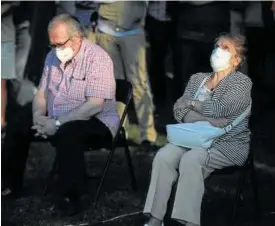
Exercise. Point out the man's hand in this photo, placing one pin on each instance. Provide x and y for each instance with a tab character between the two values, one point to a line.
49	128
39	131
39	119
220	122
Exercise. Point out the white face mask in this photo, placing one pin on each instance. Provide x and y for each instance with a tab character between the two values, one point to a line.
65	54
220	59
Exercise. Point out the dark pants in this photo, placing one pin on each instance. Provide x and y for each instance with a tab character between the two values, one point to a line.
70	140
192	57
161	35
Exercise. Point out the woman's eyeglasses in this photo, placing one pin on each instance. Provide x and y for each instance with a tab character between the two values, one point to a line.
59	45
225	47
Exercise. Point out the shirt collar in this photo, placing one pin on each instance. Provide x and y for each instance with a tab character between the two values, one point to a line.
79	55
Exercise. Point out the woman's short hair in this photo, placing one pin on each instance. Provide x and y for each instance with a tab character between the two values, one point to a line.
239	42
74	26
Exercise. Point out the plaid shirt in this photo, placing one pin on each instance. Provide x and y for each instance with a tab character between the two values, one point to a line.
88	74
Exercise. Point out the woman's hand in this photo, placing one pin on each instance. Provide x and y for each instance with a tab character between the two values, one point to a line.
219	122
182	103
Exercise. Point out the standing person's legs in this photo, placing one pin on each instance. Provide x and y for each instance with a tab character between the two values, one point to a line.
134	61
3	102
163	176
15	148
110	45
195	166
184	61
7	73
70	147
43	12
158	37
23	43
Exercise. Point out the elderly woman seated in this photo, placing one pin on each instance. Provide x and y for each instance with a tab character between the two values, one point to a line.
222	98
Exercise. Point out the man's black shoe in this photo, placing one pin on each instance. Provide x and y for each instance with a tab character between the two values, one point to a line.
148	146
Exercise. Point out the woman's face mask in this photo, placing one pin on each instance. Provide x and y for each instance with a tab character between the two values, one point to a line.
220	59
64	55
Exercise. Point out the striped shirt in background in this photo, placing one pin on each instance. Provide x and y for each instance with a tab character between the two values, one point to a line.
228	100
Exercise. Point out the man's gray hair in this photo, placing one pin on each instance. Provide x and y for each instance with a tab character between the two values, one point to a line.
74	26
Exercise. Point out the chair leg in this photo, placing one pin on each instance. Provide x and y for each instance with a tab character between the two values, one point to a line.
104	174
237	196
50	176
130	165
257	204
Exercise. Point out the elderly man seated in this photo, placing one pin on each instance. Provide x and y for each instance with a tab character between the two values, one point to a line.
74	107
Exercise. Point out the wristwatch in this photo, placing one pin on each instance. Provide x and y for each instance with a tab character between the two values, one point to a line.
57	123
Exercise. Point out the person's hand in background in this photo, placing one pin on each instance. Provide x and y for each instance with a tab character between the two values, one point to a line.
39	121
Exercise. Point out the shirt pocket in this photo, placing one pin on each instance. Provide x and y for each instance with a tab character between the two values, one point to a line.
77	89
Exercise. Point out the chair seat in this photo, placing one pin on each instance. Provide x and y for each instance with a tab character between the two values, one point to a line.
231	169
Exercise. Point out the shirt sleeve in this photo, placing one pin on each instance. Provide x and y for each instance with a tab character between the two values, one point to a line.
233	102
100	77
179	113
•••
■ Exercise ■
Rewrite all of the material above, swapping every "pin" for "marker" and changing nothing else. Leave the pictures out.

■ Response for this exercise ■
Exercise. Point out the man's hand in this photo, placing one marker on each instance. Provide x and y for each instance with a tab character between the two values, one point to a line.
49	128
39	131
39	119
220	122
Exercise. Point out the white face mask in this photo, placing one marker on each instance. Provide x and y for each instance with a tab character between the two values, one point to a line.
65	54
220	59
Exercise. Point out the dark pants in this photo, placing one marker on each instance. Provide x and y for each instance with a tab character between the two values, one point to a line.
70	140
192	57
161	35
Exercise. Point out the woman's eyeglasses in this photo, placing one marker on each instance. Provide x and y for each instance with a tab character between the two values, one point to a line.
59	45
225	47
Exercise. Point out the shirt collar in this photo, placing one marker on each instance. Provide x and y for each instance with a tab character between the two values, one point to a line.
79	55
Exercise. Point out the woman's short hair in this photo, placing one marker on each instance. Provide x and y for each instance with a tab character between the two values, one point to a line.
239	42
74	26
Exercise. Point out the plaid shirt in this photo, placing one marker on each instance. Provide x and y for each instance with a tab character between the two values, one point to a line.
88	74
Exercise. Point out the woman's hand in this photo, placing one marker on each instance. Provide x and y for each instance with a tab character between the two values, one point to a line.
219	122
182	103
Exercise. Point out the standing person's legs in this photo, placing one marker on each instance. Provide x and y for each instance with a tab character between the two values, one point to a line.
134	61
3	102
163	176
15	148
110	45
195	166
184	61
7	73
70	147
43	12
158	37
23	43
Exercise. Point out the elderly woman seated in this photo, placing one marker on each instance. Provide x and y for each instance with a tab character between the two values, one point to a line.
222	98
Exercise. Point out the man's black shoe in this photo, placing one marker on each instance. Provide x and y for each instance with a tab character between the two values, one point to a line.
148	146
Exercise. Point out the woman's face mask in this photo, placing one marker on each instance. Provide x and y for each instance with a tab character between the two values, one point to a line.
220	59
64	55
Exercise. Point out the striped shirt in background in this photo, placing one marker on each instance. Provide x and y for each instance with a tab character between the two values, one point to a line.
228	100
Exercise. Point out the man's gray hair in this photo, placing one marker on each instance. Provide x and y for each instance with a tab character between the two values, one point to a line.
74	26
Exercise. Point out the chair leg in this photo, placing one marker on each instance. Provide x and y for each instance with a tab character between the two values, one point to a line.
104	174
237	196
50	176
130	165
257	204
Exercise. Point out the elderly man seated in this photo, placing one marker on each instance. Provide x and y for each instance with a tab character between the two values, one point to a line.
74	107
Exercise. Point out the wristwatch in this photo, placing one marker on each instance. Provide x and y for each instance with a tab character between the two values, one point to a line.
57	123
Exercise. Point out the person's hand in background in this photo, placing one marker on each instance. Provide x and y for each instance with a tab character between the two values, one point to a line.
39	121
Exercise. Point out the shirt pocket in this photo, placing one marker on each instance. Provide x and y for each instance with a tab character between the two values, one point to a line.
77	89
Exercise. Point out the chair seat in this photo, placing one marker on each instance. Provide x and y for each instance with a tab character between the two values, one point to a line.
231	169
Exercise. Point out the shirt sleeve in this photo, placing one marker on each instance. Provide x and y for each instance with a tab character between the two values, one point to a line.
233	102
100	77
179	113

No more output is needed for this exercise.